──────── EXTRACT PROVIDED ────────
The City of Liverpool is a vibrant multicultural urban region situated on the Cumberland Plain stretching across Western Sydney to the lower hills of the Blue Mountains. The commercial centre of the city is 32 kilometres south-west of Sydney’s central activities district, situated on the Georges River, and the Local Government Area encompasses an urban centre, suburban precincts, and semi-rural residential and agricultural areas to the west. Overall, Liverpool comprises 42 suburbs spread across 305.5 km², with a population of 204,326 recorded in the 2016 Census. Its size and growth makes Liverpool comparable in population to the state and territory capitals of Greater Hobart (222,356) and Darwin (136,828).
The Cabrogal clan of the Darug Peoples are the customary custodians of the Liverpool area, originally known as Gunyungalung. The Georges River and the Liverpool region was a place of interchange between the Darug and the coastal tribes of Tharawal to the east. Significant Aboriginal places in Liverpool include the Collingwood Precinct, a high-ground meeting place for the Tharawal, Gandangara and Darug people, and numerous sites around Holsworthy, where artwork, artefacts and scarred trees are located.
The commercial centre of Liverpool includes shopping complexes and malls, cafés and restaurants, a teaching hospital, three tertiary institutions, and a growing number of high-rise office buildings. The city is connected to the metropolitan region by the Hume Highway, Cumberland Highway, M5 motorway, and M7 motorway. The local government area is connected to the Sydney Trains commuter rail-network on the Airport, Inner West and South, Bankstown and Cumberland lines. The Liverpool-Parramatta T-way bus-rapid-transit line, built in 2003, links the City of Liverpool with the City of Parramatta.
──────── SUPPLIED RECORDS ────────
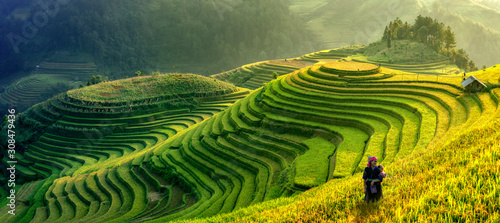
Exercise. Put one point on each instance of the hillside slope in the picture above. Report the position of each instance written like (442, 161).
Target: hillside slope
(340, 23)
(179, 147)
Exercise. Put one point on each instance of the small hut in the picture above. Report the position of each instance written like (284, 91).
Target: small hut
(472, 84)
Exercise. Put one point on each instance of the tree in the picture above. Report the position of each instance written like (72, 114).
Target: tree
(389, 38)
(422, 34)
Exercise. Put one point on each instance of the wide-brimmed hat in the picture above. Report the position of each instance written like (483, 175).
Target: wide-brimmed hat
(371, 158)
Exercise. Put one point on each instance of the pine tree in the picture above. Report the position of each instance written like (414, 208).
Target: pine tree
(449, 39)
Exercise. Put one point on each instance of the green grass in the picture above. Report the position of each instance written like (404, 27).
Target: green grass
(311, 168)
(227, 151)
(151, 87)
(402, 52)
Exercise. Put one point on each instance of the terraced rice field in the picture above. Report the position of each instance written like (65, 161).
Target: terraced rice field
(253, 76)
(27, 90)
(439, 67)
(231, 151)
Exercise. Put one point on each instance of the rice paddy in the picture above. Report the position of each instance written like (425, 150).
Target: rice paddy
(130, 152)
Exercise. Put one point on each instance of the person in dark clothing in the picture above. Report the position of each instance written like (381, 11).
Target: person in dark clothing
(372, 180)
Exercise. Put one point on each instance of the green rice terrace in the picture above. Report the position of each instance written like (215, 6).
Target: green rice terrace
(182, 146)
(28, 90)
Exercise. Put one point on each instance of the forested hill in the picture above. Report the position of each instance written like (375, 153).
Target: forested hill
(128, 35)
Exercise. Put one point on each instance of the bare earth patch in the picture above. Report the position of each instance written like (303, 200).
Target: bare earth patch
(350, 66)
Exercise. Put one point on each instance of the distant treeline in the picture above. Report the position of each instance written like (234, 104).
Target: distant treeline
(433, 33)
(132, 35)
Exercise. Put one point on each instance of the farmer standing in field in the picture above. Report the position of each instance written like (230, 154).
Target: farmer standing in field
(372, 180)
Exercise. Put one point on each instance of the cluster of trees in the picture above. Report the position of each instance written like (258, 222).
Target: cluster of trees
(128, 35)
(431, 32)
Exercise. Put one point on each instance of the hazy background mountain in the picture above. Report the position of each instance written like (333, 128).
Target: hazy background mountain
(338, 23)
(130, 35)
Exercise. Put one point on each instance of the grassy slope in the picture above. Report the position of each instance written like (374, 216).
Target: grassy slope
(402, 51)
(455, 182)
(312, 167)
(339, 23)
(145, 87)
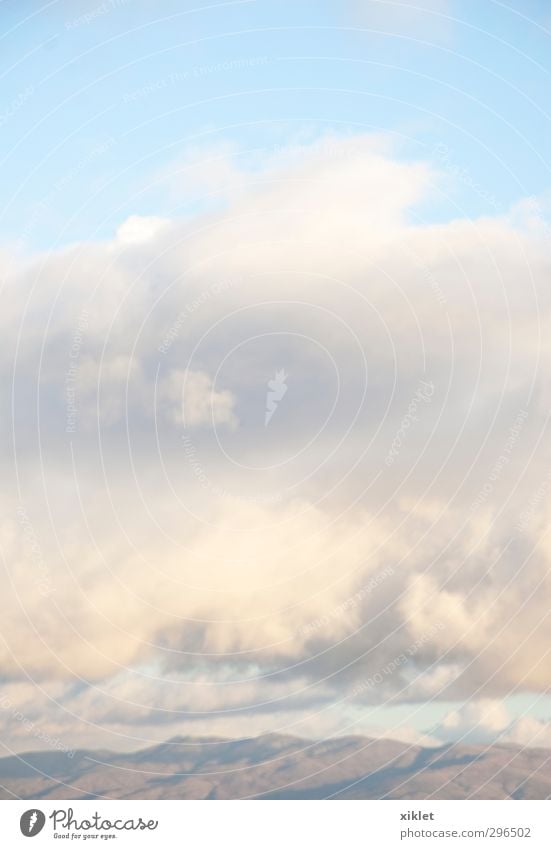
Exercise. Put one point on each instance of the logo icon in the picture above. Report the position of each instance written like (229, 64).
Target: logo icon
(32, 822)
(276, 390)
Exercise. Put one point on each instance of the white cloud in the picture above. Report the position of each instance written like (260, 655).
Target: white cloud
(227, 552)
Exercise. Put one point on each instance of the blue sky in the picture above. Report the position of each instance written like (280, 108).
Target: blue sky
(206, 174)
(468, 76)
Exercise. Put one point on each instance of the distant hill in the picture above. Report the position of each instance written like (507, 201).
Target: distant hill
(281, 767)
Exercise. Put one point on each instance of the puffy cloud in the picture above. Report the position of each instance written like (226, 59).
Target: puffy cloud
(292, 548)
(488, 721)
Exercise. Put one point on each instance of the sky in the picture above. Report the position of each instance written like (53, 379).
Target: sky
(274, 371)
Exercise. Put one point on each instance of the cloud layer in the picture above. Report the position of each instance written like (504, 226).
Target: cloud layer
(159, 528)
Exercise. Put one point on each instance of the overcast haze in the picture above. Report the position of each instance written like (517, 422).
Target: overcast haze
(275, 352)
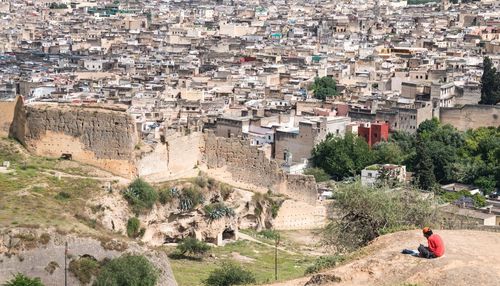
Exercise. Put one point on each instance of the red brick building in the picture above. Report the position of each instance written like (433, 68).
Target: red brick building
(374, 132)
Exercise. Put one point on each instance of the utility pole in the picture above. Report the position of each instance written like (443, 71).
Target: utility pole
(276, 240)
(65, 265)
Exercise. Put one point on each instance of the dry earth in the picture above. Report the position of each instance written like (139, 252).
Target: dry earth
(471, 258)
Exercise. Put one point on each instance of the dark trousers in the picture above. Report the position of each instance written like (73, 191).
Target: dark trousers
(425, 252)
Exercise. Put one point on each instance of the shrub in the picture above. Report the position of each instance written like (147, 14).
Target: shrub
(84, 269)
(133, 227)
(226, 191)
(166, 196)
(63, 196)
(192, 246)
(366, 213)
(270, 234)
(319, 174)
(140, 195)
(217, 211)
(22, 280)
(201, 181)
(190, 198)
(132, 270)
(324, 262)
(229, 274)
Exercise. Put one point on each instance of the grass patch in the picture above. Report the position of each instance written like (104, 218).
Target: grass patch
(49, 202)
(290, 266)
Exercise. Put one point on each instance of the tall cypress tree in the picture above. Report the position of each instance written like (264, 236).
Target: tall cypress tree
(490, 83)
(424, 169)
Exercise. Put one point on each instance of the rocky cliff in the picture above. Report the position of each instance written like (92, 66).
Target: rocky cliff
(40, 253)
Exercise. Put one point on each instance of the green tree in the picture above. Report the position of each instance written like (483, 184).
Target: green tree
(140, 195)
(192, 246)
(363, 213)
(324, 87)
(490, 83)
(229, 274)
(424, 170)
(22, 280)
(486, 184)
(388, 153)
(127, 270)
(342, 157)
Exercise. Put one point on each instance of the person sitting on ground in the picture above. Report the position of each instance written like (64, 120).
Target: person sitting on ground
(435, 246)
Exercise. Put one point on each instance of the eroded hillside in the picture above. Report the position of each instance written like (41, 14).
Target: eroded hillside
(471, 258)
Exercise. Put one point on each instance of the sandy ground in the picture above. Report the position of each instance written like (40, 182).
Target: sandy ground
(471, 258)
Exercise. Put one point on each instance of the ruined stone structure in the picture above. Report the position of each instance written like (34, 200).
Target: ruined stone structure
(249, 165)
(299, 215)
(471, 116)
(176, 157)
(7, 109)
(100, 137)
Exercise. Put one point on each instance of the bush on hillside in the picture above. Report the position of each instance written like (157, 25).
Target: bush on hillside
(132, 270)
(192, 246)
(229, 274)
(365, 213)
(217, 211)
(190, 198)
(134, 228)
(84, 269)
(140, 195)
(22, 280)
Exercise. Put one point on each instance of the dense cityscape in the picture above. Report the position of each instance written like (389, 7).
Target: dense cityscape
(237, 142)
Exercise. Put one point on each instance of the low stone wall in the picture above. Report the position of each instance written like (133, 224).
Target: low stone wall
(247, 164)
(471, 116)
(300, 215)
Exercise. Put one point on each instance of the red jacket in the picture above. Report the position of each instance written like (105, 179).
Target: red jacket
(436, 245)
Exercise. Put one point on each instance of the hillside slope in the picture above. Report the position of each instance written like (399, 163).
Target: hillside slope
(471, 258)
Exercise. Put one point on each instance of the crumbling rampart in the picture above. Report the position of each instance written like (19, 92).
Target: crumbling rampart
(95, 136)
(249, 165)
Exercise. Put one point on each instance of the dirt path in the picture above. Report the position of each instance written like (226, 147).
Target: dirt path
(249, 238)
(471, 258)
(121, 180)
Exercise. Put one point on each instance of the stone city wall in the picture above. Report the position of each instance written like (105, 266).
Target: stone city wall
(175, 158)
(95, 136)
(471, 116)
(247, 164)
(7, 109)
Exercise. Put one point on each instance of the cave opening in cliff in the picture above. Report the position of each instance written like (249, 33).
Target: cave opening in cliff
(228, 234)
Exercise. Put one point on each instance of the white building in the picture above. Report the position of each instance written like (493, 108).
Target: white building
(372, 174)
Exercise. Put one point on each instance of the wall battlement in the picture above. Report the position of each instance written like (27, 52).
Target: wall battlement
(247, 164)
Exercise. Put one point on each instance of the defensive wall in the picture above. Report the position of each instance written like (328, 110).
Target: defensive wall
(471, 116)
(101, 137)
(249, 165)
(7, 109)
(174, 158)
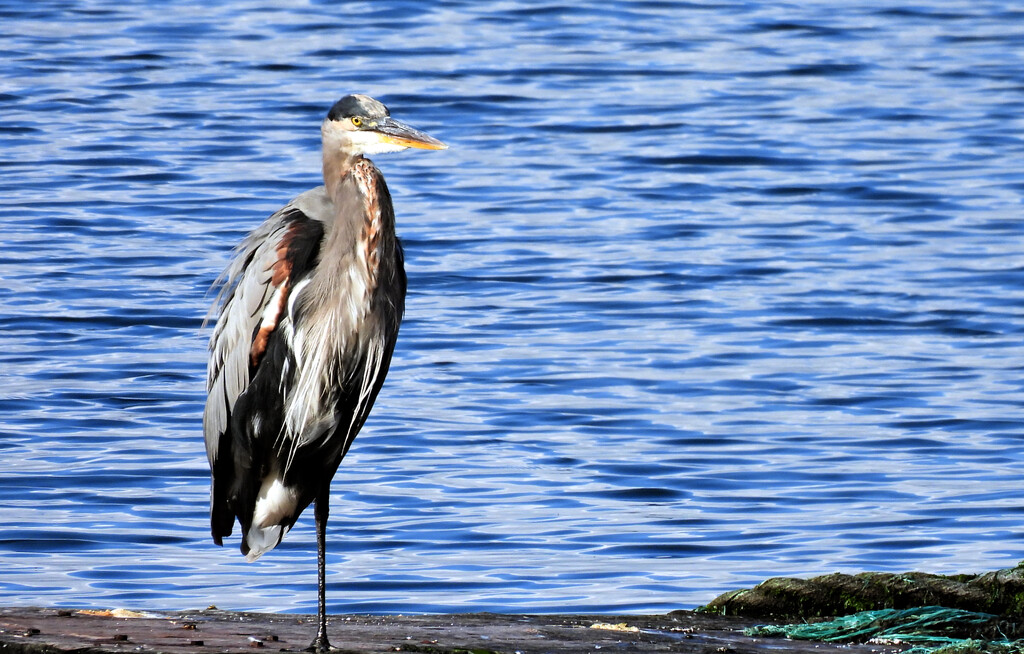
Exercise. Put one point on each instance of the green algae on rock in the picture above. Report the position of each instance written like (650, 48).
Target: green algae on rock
(999, 593)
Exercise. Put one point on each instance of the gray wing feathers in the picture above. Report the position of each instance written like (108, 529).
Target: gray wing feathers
(246, 290)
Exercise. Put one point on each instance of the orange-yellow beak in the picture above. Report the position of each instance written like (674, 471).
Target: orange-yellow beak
(397, 133)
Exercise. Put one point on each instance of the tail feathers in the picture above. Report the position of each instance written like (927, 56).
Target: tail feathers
(274, 513)
(261, 539)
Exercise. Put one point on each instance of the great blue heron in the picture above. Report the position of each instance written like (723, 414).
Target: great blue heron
(308, 316)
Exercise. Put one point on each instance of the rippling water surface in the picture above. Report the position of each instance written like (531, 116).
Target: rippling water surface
(701, 294)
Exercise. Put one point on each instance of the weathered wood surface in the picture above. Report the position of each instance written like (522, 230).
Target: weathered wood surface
(53, 630)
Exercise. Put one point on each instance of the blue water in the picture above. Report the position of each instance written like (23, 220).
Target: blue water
(701, 294)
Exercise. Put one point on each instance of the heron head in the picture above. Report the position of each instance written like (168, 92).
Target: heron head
(360, 125)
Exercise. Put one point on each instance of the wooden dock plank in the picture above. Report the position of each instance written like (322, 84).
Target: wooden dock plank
(35, 630)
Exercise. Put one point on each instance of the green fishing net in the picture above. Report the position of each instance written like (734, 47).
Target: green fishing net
(932, 629)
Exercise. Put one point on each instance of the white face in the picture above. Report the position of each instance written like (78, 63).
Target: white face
(345, 136)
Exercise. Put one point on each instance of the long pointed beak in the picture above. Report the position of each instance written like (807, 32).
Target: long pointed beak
(398, 133)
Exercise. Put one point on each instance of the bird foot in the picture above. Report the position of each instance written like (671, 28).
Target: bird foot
(320, 645)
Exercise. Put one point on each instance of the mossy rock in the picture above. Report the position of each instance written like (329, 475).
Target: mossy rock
(999, 593)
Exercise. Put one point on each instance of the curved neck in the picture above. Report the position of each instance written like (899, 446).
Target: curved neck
(336, 166)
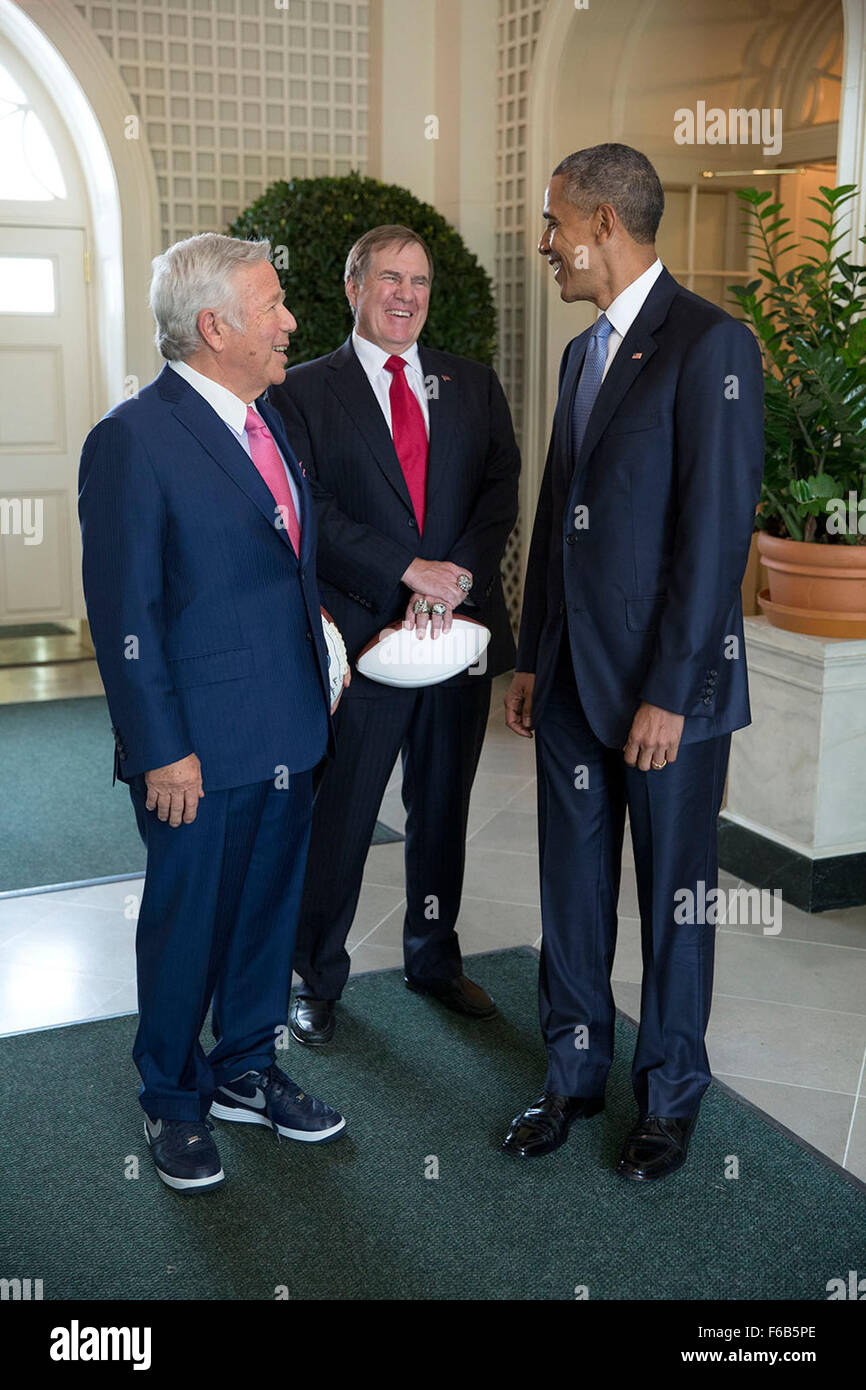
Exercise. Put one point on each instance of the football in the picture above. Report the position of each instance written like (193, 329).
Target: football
(398, 656)
(338, 662)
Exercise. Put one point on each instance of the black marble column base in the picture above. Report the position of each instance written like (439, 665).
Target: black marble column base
(809, 884)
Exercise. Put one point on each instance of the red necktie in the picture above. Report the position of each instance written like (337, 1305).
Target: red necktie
(266, 456)
(409, 435)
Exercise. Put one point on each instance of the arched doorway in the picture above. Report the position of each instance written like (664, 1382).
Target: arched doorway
(619, 74)
(77, 259)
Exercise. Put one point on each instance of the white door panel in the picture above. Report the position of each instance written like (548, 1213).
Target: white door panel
(45, 414)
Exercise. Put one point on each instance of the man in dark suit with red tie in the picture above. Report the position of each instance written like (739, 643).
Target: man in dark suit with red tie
(413, 466)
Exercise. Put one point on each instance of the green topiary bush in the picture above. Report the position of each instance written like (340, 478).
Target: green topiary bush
(319, 220)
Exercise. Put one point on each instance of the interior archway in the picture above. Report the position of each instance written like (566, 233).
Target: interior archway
(599, 75)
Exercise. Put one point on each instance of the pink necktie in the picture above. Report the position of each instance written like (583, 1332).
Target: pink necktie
(266, 456)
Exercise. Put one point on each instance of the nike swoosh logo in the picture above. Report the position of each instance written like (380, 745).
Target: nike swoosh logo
(256, 1101)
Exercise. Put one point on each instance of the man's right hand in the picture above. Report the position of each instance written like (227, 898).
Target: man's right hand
(519, 704)
(174, 791)
(435, 578)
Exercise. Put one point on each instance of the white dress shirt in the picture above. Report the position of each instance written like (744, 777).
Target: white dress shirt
(626, 307)
(373, 360)
(232, 413)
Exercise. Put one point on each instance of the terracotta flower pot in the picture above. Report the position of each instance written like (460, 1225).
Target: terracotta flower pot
(819, 590)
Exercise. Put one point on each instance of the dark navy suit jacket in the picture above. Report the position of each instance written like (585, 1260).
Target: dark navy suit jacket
(367, 533)
(648, 576)
(206, 624)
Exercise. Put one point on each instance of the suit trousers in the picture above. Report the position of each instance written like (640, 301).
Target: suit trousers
(217, 923)
(439, 731)
(584, 790)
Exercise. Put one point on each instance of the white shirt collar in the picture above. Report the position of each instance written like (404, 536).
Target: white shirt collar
(228, 406)
(374, 357)
(627, 305)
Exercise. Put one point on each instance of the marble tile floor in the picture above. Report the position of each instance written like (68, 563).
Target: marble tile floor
(788, 1023)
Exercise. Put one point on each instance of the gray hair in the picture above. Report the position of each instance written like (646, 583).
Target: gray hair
(619, 175)
(192, 275)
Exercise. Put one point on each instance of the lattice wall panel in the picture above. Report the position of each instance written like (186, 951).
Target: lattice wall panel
(238, 93)
(519, 24)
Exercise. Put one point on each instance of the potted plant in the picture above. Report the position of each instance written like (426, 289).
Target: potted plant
(812, 332)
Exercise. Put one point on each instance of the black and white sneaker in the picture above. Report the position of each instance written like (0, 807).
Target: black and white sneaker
(271, 1098)
(185, 1155)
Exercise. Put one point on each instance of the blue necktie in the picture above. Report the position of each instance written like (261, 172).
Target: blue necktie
(590, 381)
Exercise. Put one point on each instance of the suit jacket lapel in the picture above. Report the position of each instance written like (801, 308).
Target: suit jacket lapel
(634, 352)
(205, 424)
(349, 382)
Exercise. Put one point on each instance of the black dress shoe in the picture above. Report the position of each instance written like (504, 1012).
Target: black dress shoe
(544, 1125)
(460, 995)
(313, 1020)
(658, 1146)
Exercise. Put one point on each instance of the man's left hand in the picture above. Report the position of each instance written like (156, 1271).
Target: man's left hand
(438, 622)
(654, 737)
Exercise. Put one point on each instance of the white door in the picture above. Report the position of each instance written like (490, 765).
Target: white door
(43, 419)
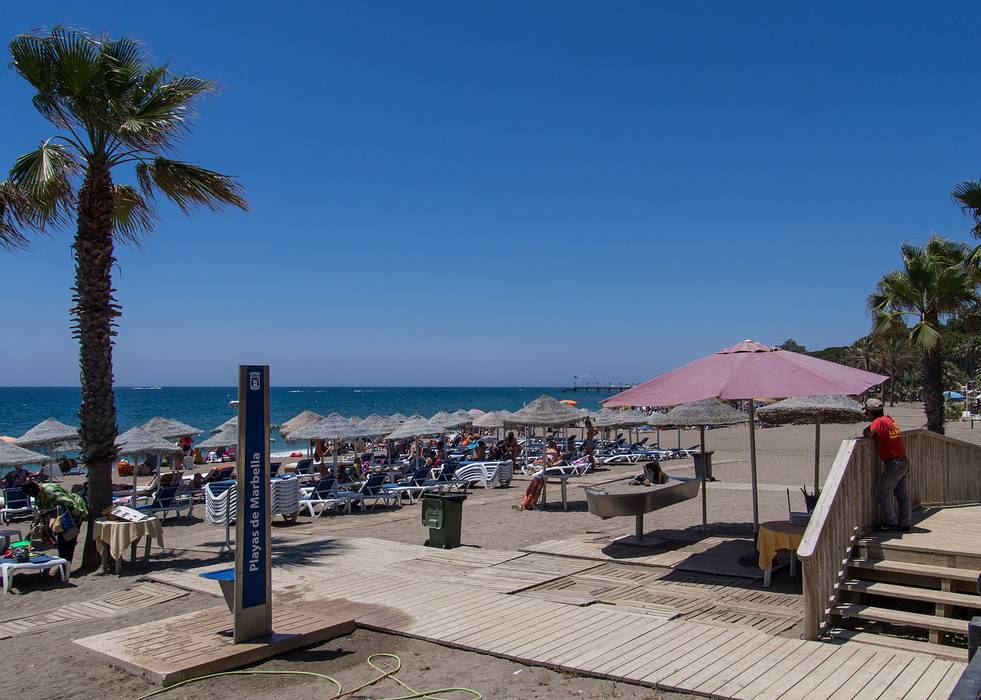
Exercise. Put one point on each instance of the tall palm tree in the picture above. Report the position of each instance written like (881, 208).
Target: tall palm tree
(112, 109)
(968, 195)
(934, 285)
(892, 354)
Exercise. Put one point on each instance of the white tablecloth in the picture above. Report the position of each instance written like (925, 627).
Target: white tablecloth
(120, 534)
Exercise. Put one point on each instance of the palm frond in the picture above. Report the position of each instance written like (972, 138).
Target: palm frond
(17, 216)
(925, 335)
(968, 195)
(132, 214)
(188, 185)
(44, 176)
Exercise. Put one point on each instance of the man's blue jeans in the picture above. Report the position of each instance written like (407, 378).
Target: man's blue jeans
(894, 480)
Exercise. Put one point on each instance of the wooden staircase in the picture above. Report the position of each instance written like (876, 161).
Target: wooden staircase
(909, 596)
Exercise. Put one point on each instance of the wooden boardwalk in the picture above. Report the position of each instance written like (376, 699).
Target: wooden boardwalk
(405, 591)
(194, 644)
(137, 597)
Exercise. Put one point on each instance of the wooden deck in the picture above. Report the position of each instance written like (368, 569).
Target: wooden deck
(951, 530)
(493, 603)
(177, 648)
(138, 597)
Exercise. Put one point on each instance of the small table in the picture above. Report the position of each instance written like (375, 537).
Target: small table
(113, 536)
(774, 536)
(9, 567)
(563, 483)
(8, 536)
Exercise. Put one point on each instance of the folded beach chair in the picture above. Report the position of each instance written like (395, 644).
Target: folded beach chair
(413, 487)
(373, 490)
(322, 497)
(169, 498)
(16, 504)
(447, 479)
(304, 466)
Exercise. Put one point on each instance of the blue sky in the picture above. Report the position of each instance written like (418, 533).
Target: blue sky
(480, 193)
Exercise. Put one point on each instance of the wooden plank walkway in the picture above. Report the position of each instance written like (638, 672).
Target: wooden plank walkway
(142, 595)
(655, 648)
(198, 643)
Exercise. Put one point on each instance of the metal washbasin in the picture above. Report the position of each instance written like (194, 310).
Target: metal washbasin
(623, 498)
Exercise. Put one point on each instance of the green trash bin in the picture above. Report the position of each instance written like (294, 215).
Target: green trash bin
(703, 463)
(442, 513)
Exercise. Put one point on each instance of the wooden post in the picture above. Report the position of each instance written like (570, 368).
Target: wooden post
(817, 456)
(253, 577)
(752, 466)
(701, 438)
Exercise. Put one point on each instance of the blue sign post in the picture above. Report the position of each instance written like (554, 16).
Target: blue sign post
(253, 577)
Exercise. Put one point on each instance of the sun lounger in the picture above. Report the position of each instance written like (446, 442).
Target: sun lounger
(488, 475)
(9, 567)
(373, 491)
(413, 487)
(322, 497)
(16, 504)
(169, 498)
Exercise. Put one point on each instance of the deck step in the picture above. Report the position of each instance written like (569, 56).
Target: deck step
────────
◆ DIRECTIONS: According to the passage on the City of Liverpool, which group are the customary custodians of the Liverpool area?

◆ YOUR SOLUTION: The Cabrogal clan of the Darug Peoples.